• [What the task requires] Output every line of the entries from the line containing "such as [173,68]." through the last, exactly, with no other content.

• [Records supplied]
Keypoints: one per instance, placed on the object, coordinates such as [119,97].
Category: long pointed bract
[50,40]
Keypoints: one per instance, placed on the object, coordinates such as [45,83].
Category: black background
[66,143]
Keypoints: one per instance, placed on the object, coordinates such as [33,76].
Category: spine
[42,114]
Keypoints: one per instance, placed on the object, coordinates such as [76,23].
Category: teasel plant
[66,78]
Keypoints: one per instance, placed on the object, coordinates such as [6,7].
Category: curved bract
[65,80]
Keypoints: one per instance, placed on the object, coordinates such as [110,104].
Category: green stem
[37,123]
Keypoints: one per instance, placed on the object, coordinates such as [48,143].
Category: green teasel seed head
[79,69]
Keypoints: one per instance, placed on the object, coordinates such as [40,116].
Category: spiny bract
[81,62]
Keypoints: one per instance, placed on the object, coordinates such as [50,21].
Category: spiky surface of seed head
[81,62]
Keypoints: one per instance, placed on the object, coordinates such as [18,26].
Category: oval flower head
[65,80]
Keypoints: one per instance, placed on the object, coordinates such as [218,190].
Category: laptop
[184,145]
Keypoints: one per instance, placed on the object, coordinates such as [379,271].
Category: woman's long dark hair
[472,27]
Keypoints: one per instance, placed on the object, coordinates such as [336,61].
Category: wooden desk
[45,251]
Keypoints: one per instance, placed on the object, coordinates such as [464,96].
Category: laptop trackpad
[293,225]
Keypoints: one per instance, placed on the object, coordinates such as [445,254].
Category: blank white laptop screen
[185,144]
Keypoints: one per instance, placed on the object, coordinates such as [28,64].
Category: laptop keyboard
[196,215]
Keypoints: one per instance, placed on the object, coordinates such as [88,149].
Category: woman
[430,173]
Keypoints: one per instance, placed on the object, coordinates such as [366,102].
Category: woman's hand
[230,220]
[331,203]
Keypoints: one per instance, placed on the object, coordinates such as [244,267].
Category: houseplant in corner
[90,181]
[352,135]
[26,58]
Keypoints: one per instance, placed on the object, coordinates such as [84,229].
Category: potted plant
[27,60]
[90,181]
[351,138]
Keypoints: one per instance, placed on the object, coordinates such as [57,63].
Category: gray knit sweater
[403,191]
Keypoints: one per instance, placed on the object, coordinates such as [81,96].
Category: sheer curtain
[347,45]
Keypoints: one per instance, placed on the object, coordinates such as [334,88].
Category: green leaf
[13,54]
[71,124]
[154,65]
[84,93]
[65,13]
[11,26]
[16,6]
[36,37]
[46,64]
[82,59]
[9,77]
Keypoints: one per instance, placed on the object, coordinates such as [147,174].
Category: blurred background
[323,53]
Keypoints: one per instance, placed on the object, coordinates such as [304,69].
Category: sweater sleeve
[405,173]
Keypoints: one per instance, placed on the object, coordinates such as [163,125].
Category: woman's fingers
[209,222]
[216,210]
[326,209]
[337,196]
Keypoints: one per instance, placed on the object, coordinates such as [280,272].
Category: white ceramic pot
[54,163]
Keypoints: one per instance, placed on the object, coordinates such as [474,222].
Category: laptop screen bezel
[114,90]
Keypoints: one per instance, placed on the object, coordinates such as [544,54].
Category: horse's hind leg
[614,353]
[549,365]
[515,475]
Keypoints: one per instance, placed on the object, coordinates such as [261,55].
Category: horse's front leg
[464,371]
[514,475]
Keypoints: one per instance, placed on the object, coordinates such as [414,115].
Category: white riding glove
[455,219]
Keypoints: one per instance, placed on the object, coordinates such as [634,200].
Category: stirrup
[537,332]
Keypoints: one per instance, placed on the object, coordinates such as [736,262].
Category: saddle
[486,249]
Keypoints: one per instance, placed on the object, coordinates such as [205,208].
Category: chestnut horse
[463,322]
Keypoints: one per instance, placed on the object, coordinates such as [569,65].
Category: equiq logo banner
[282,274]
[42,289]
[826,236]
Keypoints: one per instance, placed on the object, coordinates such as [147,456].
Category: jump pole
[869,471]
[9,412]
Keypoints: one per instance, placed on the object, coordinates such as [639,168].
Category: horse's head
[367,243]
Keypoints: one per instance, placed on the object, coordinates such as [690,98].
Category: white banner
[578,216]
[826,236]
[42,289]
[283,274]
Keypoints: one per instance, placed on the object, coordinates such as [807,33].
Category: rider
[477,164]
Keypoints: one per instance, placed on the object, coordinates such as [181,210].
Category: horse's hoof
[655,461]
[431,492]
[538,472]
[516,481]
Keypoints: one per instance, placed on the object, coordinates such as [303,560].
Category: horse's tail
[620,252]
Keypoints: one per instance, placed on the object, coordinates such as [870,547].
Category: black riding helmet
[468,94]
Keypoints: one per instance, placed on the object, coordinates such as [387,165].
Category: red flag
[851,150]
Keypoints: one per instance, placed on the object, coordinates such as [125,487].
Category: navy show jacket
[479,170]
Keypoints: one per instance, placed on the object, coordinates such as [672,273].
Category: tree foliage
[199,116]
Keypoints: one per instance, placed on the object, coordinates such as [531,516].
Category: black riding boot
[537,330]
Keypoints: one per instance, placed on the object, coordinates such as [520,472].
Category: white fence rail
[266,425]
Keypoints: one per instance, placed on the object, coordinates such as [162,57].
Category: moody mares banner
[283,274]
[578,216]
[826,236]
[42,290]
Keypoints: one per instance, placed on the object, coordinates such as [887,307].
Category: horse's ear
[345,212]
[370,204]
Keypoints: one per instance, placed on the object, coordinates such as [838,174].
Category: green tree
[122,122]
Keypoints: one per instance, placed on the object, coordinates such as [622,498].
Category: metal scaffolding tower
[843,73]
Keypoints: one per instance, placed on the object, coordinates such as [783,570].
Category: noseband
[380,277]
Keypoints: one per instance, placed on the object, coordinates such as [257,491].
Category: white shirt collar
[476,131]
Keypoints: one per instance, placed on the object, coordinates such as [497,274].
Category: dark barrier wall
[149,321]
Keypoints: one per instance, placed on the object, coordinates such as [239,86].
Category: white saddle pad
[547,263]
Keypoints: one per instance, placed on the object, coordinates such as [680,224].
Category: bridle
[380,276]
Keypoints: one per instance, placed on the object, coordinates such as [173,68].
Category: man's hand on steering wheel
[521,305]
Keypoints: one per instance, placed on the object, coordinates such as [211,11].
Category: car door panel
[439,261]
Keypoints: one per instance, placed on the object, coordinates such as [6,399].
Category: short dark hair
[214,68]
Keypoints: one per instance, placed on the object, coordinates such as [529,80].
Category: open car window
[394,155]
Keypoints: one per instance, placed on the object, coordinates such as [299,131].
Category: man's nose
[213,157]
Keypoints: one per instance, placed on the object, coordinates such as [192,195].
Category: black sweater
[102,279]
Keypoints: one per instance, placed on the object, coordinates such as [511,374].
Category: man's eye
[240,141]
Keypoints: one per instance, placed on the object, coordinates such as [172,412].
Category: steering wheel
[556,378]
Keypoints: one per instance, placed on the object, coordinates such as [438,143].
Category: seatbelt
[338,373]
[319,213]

• [Response]
Keypoints: one per instance, placed on the object, coordinates such as [173,68].
Category: man's hand on steering wheel
[521,305]
Keypoints: one per instance, placed on the object, coordinates such as [211,11].
Category: car door panel
[439,261]
Keypoints: one per instance, placed on the object, coordinates such as [6,399].
Category: short dark hair
[214,68]
Keypoints: one per instance, placed on the object, coordinates such as [529,80].
Category: open car window
[394,155]
Keypoints: one per instance, placed on the object, coordinates such as [299,131].
Category: man's nose
[213,157]
Keypoints: one per instance, placed on the object, coordinates such as [192,195].
Category: black sweater
[102,279]
Keypoints: one per instance, placed on the object, coordinates such as [511,374].
Category: man's eye
[240,141]
Keypoints: one per instance, placed on the object, coordinates such as [172,412].
Category: steering wheel
[556,378]
Keypoints: one per instance, placed on the object, coordinates such as [438,143].
Category: seatbelt
[338,373]
[319,213]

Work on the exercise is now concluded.